↓↓↓
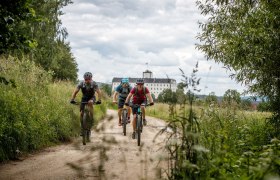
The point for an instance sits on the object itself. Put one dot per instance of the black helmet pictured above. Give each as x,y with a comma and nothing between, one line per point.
87,75
139,81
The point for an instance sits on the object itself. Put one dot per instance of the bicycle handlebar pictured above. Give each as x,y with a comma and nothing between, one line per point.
78,103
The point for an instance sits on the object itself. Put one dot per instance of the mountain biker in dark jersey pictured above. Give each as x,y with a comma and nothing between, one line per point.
88,87
123,90
139,97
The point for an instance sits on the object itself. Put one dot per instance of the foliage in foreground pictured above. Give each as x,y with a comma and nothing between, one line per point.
244,36
218,144
35,112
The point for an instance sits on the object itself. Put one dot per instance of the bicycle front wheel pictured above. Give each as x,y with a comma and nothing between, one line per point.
138,130
85,127
124,120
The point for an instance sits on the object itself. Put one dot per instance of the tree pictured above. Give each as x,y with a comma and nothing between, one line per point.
244,35
12,13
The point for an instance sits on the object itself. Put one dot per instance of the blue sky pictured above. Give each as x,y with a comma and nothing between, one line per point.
117,38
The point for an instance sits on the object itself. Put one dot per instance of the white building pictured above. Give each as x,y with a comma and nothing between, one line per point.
155,85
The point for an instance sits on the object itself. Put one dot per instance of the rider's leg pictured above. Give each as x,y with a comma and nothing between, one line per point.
143,112
143,115
120,115
91,113
134,126
128,112
81,121
134,122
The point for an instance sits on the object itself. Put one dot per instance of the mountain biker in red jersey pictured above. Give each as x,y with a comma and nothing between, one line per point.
88,87
140,94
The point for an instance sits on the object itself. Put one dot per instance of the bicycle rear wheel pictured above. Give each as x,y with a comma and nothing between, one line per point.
84,128
138,130
124,120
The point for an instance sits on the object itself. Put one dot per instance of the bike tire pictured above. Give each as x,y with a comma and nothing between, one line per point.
138,129
84,124
88,132
124,121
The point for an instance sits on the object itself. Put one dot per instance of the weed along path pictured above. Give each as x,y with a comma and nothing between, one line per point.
109,155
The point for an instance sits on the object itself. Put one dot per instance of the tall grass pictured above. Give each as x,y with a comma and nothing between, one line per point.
35,112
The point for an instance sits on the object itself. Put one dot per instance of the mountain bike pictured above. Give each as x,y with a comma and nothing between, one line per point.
124,120
87,122
139,121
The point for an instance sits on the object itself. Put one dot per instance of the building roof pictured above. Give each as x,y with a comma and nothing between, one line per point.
146,80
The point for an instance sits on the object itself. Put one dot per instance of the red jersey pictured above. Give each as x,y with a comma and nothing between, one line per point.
139,97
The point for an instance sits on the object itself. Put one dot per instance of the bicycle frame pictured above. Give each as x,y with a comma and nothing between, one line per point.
87,122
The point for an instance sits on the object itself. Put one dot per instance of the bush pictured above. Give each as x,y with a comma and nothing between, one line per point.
35,112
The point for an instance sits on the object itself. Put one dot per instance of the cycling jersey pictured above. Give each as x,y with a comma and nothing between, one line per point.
139,97
88,90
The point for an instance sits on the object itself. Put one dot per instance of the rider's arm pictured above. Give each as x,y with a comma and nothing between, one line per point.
150,98
75,93
98,94
115,96
128,97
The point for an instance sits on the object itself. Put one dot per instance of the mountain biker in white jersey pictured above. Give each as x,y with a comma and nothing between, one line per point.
123,90
88,87
140,94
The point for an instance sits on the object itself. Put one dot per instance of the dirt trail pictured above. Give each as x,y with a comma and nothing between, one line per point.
109,155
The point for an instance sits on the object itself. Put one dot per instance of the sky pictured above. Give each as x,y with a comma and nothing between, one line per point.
123,38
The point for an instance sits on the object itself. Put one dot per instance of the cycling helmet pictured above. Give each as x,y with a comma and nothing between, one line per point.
139,81
124,80
87,75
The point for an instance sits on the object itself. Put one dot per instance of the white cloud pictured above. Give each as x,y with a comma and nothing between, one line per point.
116,38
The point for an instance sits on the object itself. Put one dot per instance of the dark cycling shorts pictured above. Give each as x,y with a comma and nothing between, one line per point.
121,103
85,99
134,109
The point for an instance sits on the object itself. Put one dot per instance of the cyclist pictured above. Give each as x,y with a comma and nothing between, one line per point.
140,94
88,87
123,90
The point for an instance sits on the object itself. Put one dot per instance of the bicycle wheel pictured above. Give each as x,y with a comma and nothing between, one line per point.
88,133
138,129
84,127
124,120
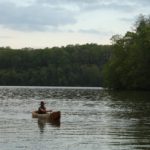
↑↑↑
INSTRUCTIONS TO FOLLOW :: Can you copy the listing above verbatim, from the line that contains "the cycling helmet" through the end of the listing, leaving out the pictures?

RESULT ::
The point for an instance sits on the object itself. Put one dot per instance of the cycling helmet pictured above. Give each as x,y with a comma and nothing between, one line per point.
139,81
124,80
87,75
The point for an instance sits on the object itself. Put one dot per instance of the white cloud pictured above. Give each as x,y with a comma and nothing between, one line per point.
116,38
The point for an instance sits on the object itself. Put one dot per instance of the dark cycling shorts pictured above. Give each as x,y with a comma and nothing between, one line per point.
121,103
85,99
134,109
The point for an instance sits on the object itself. Put one dot per instance of the cyclist pictured above. Give each as x,y with a comma and nothing between, one line per point.
140,94
88,87
123,90
The point for an instance sits on the object itself. Put one dot per instance of the bicycle wheel pictured above. Give each as x,y with a comma and nothing between, one line per point.
88,133
138,129
84,127
124,120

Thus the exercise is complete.